* _SUPPLIED MATERIAL_:

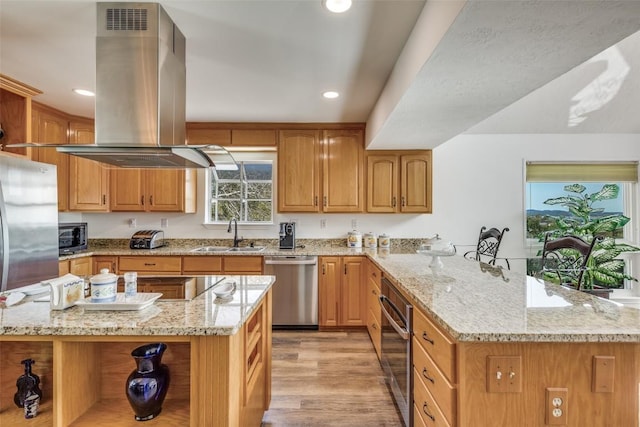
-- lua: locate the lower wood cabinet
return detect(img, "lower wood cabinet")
[318,256,367,327]
[366,261,382,359]
[58,257,93,277]
[0,292,271,427]
[118,255,182,276]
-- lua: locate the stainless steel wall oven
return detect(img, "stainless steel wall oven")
[380,277,413,427]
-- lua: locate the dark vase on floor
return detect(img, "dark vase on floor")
[126,343,169,421]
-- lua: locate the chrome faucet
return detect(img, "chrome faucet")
[227,218,242,248]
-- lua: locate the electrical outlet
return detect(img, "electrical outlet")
[487,356,522,393]
[544,387,569,426]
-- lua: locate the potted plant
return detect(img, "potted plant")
[538,184,640,293]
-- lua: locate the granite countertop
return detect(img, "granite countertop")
[370,254,640,343]
[0,276,275,336]
[60,239,640,342]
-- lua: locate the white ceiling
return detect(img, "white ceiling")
[0,0,640,149]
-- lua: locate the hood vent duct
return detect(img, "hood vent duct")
[21,2,237,169]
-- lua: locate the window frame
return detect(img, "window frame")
[203,151,277,227]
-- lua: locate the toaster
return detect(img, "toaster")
[129,230,164,249]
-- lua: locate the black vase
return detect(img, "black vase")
[126,343,169,421]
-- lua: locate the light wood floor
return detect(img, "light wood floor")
[262,331,402,427]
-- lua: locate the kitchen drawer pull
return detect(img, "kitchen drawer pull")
[422,331,436,345]
[422,368,436,384]
[422,402,436,421]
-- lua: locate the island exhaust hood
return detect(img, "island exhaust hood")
[56,2,236,169]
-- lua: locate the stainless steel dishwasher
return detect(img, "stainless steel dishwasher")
[264,255,318,329]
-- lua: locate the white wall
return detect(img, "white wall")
[60,134,640,269]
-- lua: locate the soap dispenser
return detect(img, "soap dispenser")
[13,359,42,408]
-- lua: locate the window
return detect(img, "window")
[525,162,640,288]
[205,153,273,224]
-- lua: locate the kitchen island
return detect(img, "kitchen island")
[370,254,640,427]
[0,275,274,427]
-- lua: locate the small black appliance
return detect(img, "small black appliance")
[280,222,296,249]
[58,222,89,255]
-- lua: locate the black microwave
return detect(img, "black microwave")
[58,222,88,255]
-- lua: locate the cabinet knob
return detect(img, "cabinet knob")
[422,368,436,384]
[422,331,435,345]
[422,402,436,421]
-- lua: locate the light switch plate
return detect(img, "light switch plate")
[591,356,616,393]
[487,356,522,393]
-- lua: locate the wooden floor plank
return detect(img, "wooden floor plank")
[262,331,402,427]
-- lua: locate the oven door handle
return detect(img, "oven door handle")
[379,295,411,341]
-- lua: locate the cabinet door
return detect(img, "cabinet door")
[400,151,432,213]
[339,257,367,326]
[278,130,321,212]
[69,257,93,277]
[318,257,342,326]
[145,169,185,212]
[32,107,69,211]
[69,121,109,212]
[109,169,148,212]
[322,130,364,212]
[367,154,398,213]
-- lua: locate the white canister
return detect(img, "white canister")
[378,233,391,249]
[90,268,118,302]
[347,230,362,248]
[364,232,378,249]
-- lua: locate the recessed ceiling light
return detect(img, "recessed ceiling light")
[322,0,351,13]
[322,90,340,99]
[73,89,96,96]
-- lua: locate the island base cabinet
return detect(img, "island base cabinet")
[458,342,640,427]
[53,337,191,427]
[0,337,53,427]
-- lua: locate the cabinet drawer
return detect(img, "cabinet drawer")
[118,256,182,274]
[367,310,382,360]
[413,337,456,424]
[413,309,456,384]
[223,256,262,274]
[182,256,222,274]
[413,370,452,427]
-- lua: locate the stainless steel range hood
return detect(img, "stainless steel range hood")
[56,2,235,168]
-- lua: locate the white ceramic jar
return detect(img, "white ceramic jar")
[364,232,378,249]
[90,268,118,302]
[378,233,391,249]
[347,230,362,248]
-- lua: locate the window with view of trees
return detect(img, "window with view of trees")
[526,162,640,289]
[207,160,273,224]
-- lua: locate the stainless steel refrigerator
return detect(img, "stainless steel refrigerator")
[0,154,58,291]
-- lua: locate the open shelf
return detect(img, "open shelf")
[70,398,190,427]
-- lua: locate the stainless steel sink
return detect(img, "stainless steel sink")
[191,246,229,252]
[229,246,264,252]
[191,246,265,252]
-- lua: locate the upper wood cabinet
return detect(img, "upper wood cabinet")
[187,122,276,147]
[69,119,109,212]
[278,129,322,212]
[0,74,42,155]
[367,150,432,213]
[278,129,364,212]
[31,102,69,211]
[110,169,196,213]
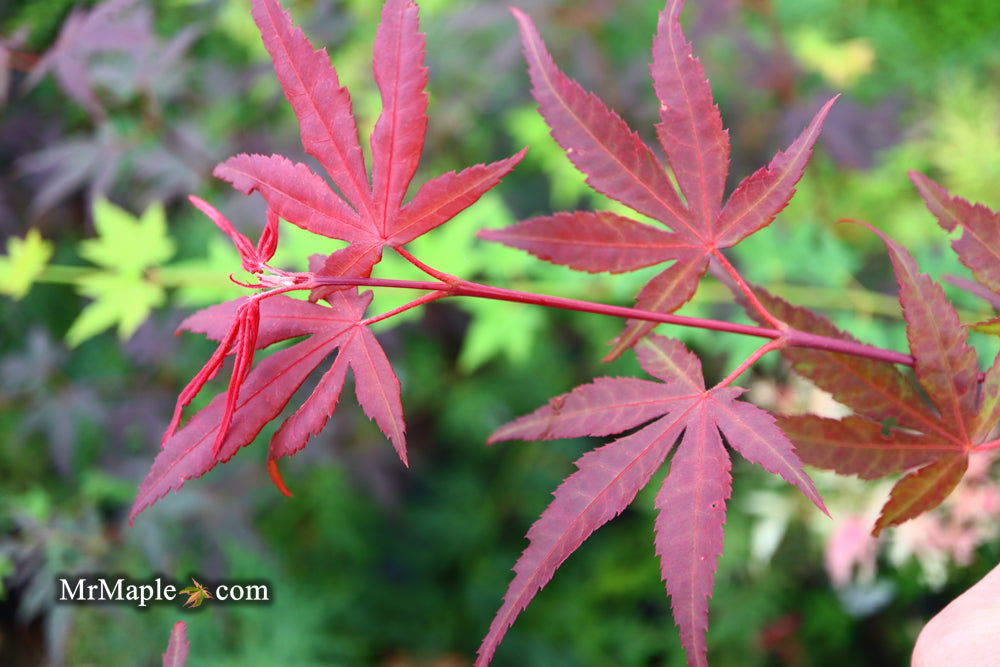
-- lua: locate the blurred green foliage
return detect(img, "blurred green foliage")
[0,0,1000,665]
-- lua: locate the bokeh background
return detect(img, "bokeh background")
[0,0,1000,667]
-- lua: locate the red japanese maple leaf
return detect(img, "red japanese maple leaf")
[131,290,406,519]
[214,0,524,284]
[910,171,1000,334]
[758,224,1000,535]
[479,0,833,358]
[477,335,826,665]
[131,0,524,519]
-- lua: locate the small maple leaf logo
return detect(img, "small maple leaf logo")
[178,577,212,608]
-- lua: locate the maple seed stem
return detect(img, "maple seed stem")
[712,248,788,330]
[712,338,785,389]
[361,292,448,326]
[308,276,913,366]
[395,247,461,285]
[972,438,1000,452]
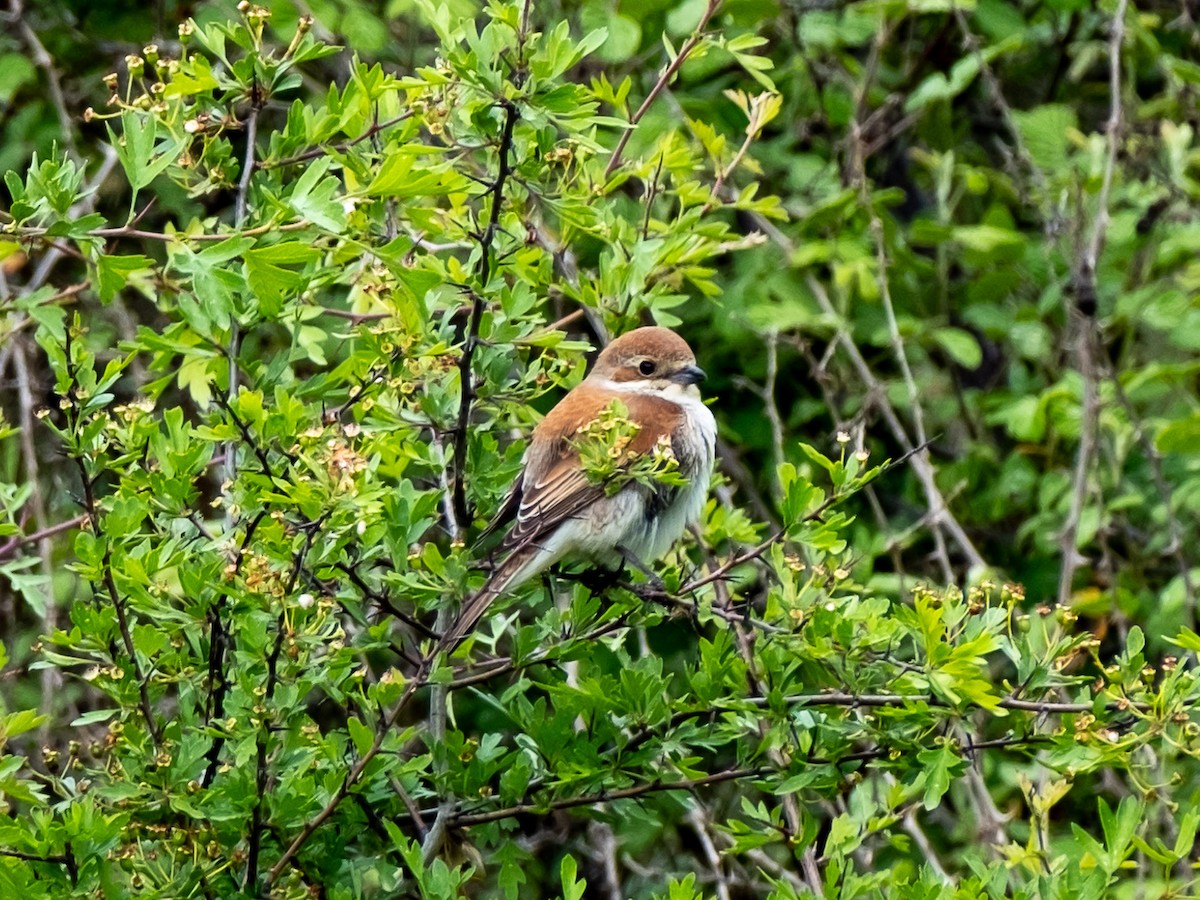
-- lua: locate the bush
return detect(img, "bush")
[7,0,1200,898]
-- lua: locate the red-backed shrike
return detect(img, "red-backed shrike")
[438,326,716,650]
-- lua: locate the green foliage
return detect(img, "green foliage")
[0,0,1200,899]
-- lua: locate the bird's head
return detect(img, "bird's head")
[590,325,704,395]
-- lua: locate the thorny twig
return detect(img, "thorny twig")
[1058,0,1128,604]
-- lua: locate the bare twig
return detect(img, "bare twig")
[1058,0,1128,604]
[8,0,80,162]
[604,0,721,179]
[454,98,521,522]
[258,109,413,169]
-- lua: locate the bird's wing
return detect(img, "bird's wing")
[436,382,684,652]
[502,382,684,552]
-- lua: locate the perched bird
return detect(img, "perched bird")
[437,326,716,650]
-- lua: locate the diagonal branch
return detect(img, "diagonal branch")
[604,0,721,177]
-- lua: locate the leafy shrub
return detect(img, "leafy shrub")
[0,0,1200,898]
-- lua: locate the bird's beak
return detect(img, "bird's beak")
[671,366,708,384]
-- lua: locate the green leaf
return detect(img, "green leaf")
[932,328,983,370]
[558,853,588,900]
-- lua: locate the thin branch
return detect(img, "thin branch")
[258,109,413,169]
[454,98,521,522]
[604,0,721,180]
[8,0,82,162]
[1058,0,1128,604]
[450,766,774,828]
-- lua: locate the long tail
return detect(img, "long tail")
[432,552,534,656]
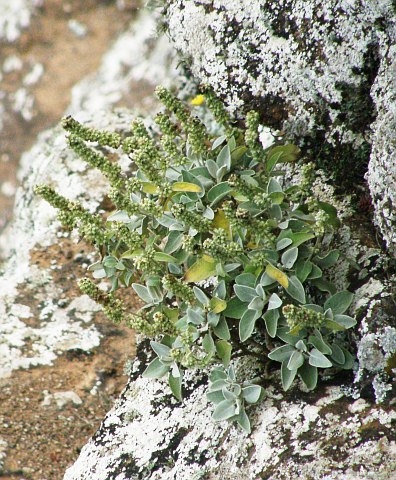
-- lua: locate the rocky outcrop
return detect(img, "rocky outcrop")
[165,0,396,250]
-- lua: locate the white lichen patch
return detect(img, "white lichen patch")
[0,0,43,42]
[166,0,396,250]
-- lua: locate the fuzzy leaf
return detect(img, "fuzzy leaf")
[309,348,333,368]
[286,276,306,304]
[324,290,353,315]
[143,358,169,378]
[184,255,216,283]
[281,247,298,268]
[172,182,203,193]
[281,361,297,391]
[216,340,232,367]
[234,285,257,303]
[224,297,246,319]
[207,182,231,205]
[242,385,263,403]
[209,297,227,313]
[264,310,279,338]
[168,373,183,402]
[298,363,318,390]
[265,263,289,289]
[239,310,260,342]
[212,400,235,421]
[132,283,153,303]
[268,345,296,364]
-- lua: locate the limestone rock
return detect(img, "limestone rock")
[164,0,396,251]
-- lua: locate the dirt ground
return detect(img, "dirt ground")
[0,0,142,480]
[0,0,138,232]
[0,234,137,480]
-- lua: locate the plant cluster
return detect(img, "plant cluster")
[36,88,355,432]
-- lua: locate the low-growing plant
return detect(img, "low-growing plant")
[36,88,355,432]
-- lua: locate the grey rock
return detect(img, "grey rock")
[164,0,396,251]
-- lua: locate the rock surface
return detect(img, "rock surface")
[165,0,396,251]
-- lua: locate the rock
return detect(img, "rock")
[64,344,396,480]
[0,4,175,378]
[164,0,396,251]
[0,0,43,42]
[41,390,83,410]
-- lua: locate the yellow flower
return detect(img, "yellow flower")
[190,95,205,107]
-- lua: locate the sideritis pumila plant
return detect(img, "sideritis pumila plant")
[36,87,355,432]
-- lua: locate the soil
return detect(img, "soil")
[0,233,137,480]
[0,0,144,480]
[0,0,138,232]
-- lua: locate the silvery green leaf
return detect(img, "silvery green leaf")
[295,260,313,283]
[142,358,169,378]
[242,385,263,403]
[216,145,231,171]
[206,159,219,178]
[107,210,131,223]
[223,297,246,320]
[307,263,323,280]
[207,182,231,205]
[193,286,209,306]
[212,400,236,421]
[213,280,227,300]
[287,350,304,370]
[315,250,340,268]
[248,297,264,312]
[268,345,296,363]
[236,408,252,434]
[213,316,231,340]
[202,207,214,220]
[286,275,306,304]
[234,285,257,302]
[92,268,106,279]
[206,390,224,405]
[209,367,227,382]
[308,333,331,355]
[263,309,279,338]
[267,178,283,193]
[150,340,171,359]
[209,378,228,392]
[239,310,261,342]
[212,135,227,150]
[334,315,356,328]
[256,284,266,300]
[281,247,298,268]
[224,263,241,273]
[281,361,297,391]
[132,283,153,303]
[309,348,333,368]
[294,340,307,352]
[298,363,318,390]
[216,340,232,367]
[202,333,216,353]
[207,312,220,327]
[227,365,236,382]
[187,308,205,325]
[331,343,345,365]
[216,165,228,182]
[164,230,183,254]
[267,293,282,310]
[221,387,237,401]
[168,373,183,402]
[260,272,276,287]
[304,303,323,313]
[235,273,256,288]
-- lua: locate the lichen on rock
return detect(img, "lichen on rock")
[164,0,396,250]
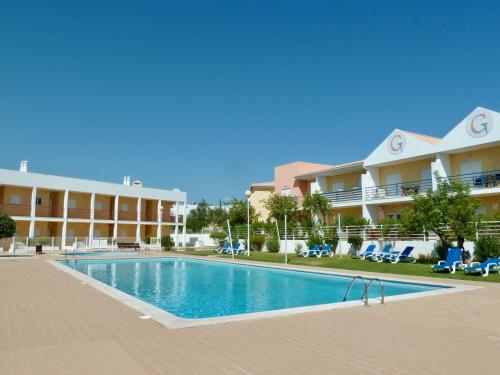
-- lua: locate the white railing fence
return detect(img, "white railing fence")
[226,221,500,241]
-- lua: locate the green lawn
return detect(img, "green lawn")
[173,250,500,283]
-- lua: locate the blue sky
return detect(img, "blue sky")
[0,0,500,202]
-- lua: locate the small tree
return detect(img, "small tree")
[302,193,330,224]
[161,236,175,251]
[0,215,16,240]
[228,198,259,225]
[210,232,227,246]
[400,174,479,248]
[264,194,297,222]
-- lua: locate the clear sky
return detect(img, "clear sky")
[0,0,500,202]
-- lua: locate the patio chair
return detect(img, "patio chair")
[464,258,500,277]
[226,242,241,255]
[384,246,417,263]
[432,247,463,273]
[369,243,392,263]
[360,244,377,259]
[9,242,28,255]
[316,244,333,258]
[214,242,231,254]
[301,245,321,258]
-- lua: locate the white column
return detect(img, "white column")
[431,153,451,190]
[113,195,120,240]
[182,202,187,247]
[174,202,179,247]
[89,193,95,247]
[156,199,163,239]
[61,190,69,250]
[361,168,379,223]
[311,176,328,194]
[29,187,36,238]
[135,197,142,242]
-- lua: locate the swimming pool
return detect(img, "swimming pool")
[61,251,138,257]
[61,257,447,319]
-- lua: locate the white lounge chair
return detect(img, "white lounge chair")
[9,242,28,255]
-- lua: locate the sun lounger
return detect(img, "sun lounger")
[432,247,463,273]
[384,246,416,263]
[464,258,500,277]
[317,244,333,258]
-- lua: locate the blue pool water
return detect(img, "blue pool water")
[62,258,448,319]
[62,251,137,257]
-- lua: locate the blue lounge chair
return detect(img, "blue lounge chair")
[226,242,241,255]
[317,244,333,258]
[214,242,231,254]
[464,258,500,277]
[432,247,463,273]
[369,243,392,262]
[302,245,321,257]
[384,246,417,263]
[361,244,377,259]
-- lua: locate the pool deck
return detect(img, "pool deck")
[0,255,500,374]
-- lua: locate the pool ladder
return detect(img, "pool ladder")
[342,276,384,307]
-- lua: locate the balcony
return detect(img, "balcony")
[448,170,500,190]
[141,212,158,222]
[321,188,362,204]
[162,215,177,223]
[0,204,31,216]
[35,206,64,218]
[68,208,90,219]
[94,210,114,220]
[366,179,432,200]
[291,195,304,210]
[118,211,137,221]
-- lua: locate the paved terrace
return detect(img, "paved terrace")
[0,256,500,375]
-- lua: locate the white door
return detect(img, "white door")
[420,168,432,181]
[385,173,401,196]
[460,160,483,187]
[332,182,344,191]
[386,173,401,185]
[460,160,483,174]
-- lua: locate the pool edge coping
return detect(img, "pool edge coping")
[47,255,483,329]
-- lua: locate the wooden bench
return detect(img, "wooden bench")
[117,242,140,251]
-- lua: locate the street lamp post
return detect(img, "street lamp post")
[245,190,252,256]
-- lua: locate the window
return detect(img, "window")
[387,214,401,220]
[9,194,21,204]
[281,189,290,197]
[332,182,344,191]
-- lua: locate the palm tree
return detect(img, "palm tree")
[302,193,330,224]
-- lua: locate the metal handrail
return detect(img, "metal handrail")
[342,275,368,306]
[364,278,384,306]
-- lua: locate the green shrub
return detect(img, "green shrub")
[434,240,452,259]
[474,236,500,262]
[0,215,16,240]
[306,234,325,249]
[416,254,436,264]
[266,236,280,253]
[250,234,266,251]
[161,236,175,251]
[210,232,227,247]
[347,234,363,251]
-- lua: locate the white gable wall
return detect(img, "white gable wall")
[364,129,436,168]
[436,107,500,153]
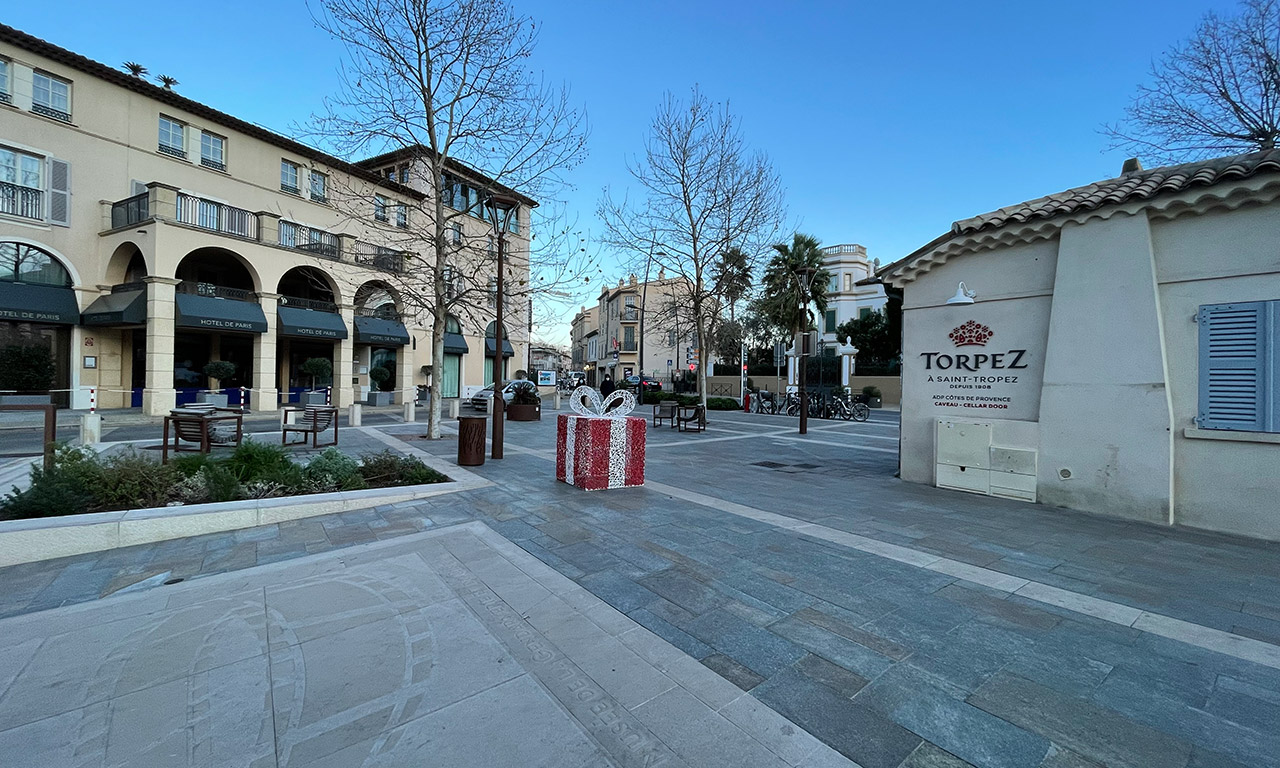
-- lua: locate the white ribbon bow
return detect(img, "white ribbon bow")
[568,387,636,419]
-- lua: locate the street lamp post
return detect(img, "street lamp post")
[796,266,817,435]
[489,195,520,458]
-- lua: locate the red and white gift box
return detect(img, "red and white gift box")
[556,413,646,490]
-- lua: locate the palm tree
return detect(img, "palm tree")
[760,232,831,334]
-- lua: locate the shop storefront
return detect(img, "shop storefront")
[0,242,79,407]
[881,151,1280,540]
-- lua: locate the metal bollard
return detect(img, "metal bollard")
[81,410,102,445]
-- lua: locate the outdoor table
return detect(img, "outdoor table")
[160,408,244,463]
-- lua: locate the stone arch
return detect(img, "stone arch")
[0,234,83,287]
[104,241,151,285]
[352,280,404,319]
[174,246,262,293]
[275,265,344,305]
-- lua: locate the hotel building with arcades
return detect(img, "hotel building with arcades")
[0,24,536,415]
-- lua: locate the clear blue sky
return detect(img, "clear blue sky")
[3,0,1235,340]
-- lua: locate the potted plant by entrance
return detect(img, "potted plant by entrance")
[196,360,236,408]
[298,357,333,406]
[367,365,396,407]
[507,380,543,421]
[0,344,54,406]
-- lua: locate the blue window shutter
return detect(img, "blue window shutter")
[1196,301,1280,431]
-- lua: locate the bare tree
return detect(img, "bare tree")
[596,87,783,404]
[1103,0,1280,163]
[310,0,586,438]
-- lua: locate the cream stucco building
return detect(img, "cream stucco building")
[881,151,1280,539]
[0,26,534,415]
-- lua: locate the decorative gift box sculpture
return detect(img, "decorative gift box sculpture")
[556,387,645,490]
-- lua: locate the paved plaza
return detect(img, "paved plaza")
[0,411,1280,768]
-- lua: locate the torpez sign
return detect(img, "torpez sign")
[920,320,1029,412]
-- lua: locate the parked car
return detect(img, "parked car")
[471,379,538,411]
[622,375,662,392]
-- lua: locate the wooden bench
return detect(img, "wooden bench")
[160,404,244,463]
[676,406,707,431]
[280,406,338,448]
[653,401,680,426]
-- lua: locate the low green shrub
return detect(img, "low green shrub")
[92,448,179,509]
[360,451,448,488]
[303,447,366,493]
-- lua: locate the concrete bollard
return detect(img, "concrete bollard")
[81,413,102,445]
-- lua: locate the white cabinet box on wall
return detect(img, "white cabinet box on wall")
[933,420,1036,502]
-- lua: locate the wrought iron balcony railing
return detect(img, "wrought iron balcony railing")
[0,182,45,221]
[177,280,257,301]
[111,192,151,229]
[178,192,257,239]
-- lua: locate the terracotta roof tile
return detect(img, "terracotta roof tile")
[951,150,1280,234]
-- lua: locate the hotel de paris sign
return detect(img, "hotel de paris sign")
[919,320,1039,419]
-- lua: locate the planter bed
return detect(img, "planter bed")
[0,480,470,567]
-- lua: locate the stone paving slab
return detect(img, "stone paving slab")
[0,522,851,768]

* _AIM OF THE EXERCISE_: Please put the lines above, from the line containing "-- lua: locate the white ribbon bow" through the line containing "[3,0,1235,340]" (both included), into a Markdown table with the columns Row and Entry. Give each line its row number and skip any blank lines.

* _FINAL ANSWER_:
| Row | Entry |
|---|---|
| 1 | -- lua: locate the white ribbon bow |
| 2 | return detect(img, "white ribbon bow") |
| 3 | [568,387,636,419] |
| 4 | -- lua: locate the street lamp post |
| 5 | return detect(img, "street lamp post") |
| 6 | [796,266,817,435] |
| 7 | [489,195,520,458] |
| 8 | -- lua: locate the red and white gift box |
| 9 | return detect(img, "red and white gift box") |
| 10 | [556,413,646,490] |
| 11 | -- lua: locate the palm tree |
| 12 | return detect(img, "palm tree") |
| 13 | [760,232,831,334] |
| 14 | -- lua: locate the shop storefront |
| 15 | return detect(img, "shop storefront") |
| 16 | [0,242,79,407] |
| 17 | [881,151,1280,540] |
| 18 | -- lua: locate the metal bollard |
| 19 | return detect(img, "metal bollard") |
| 20 | [81,410,102,445] |
| 21 | -- lua: locate the outdoor table |
| 22 | return detect(img, "outdoor table") |
| 23 | [160,408,244,463] |
| 24 | -- lua: locate the stone arch |
| 25 | return detect(img, "stone arch") |
| 26 | [0,234,83,287] |
| 27 | [104,241,151,285] |
| 28 | [352,280,404,319] |
| 29 | [174,246,262,293] |
| 30 | [275,265,344,305] |
| 31 | -- lua: locate the hotel building with arcades |
| 32 | return detect(img, "hotel building with arcades") |
| 33 | [0,24,536,415] |
| 34 | -- lua: locate the clear blue sky |
| 35 | return detect(img, "clear blue sky") |
| 36 | [3,0,1235,340] |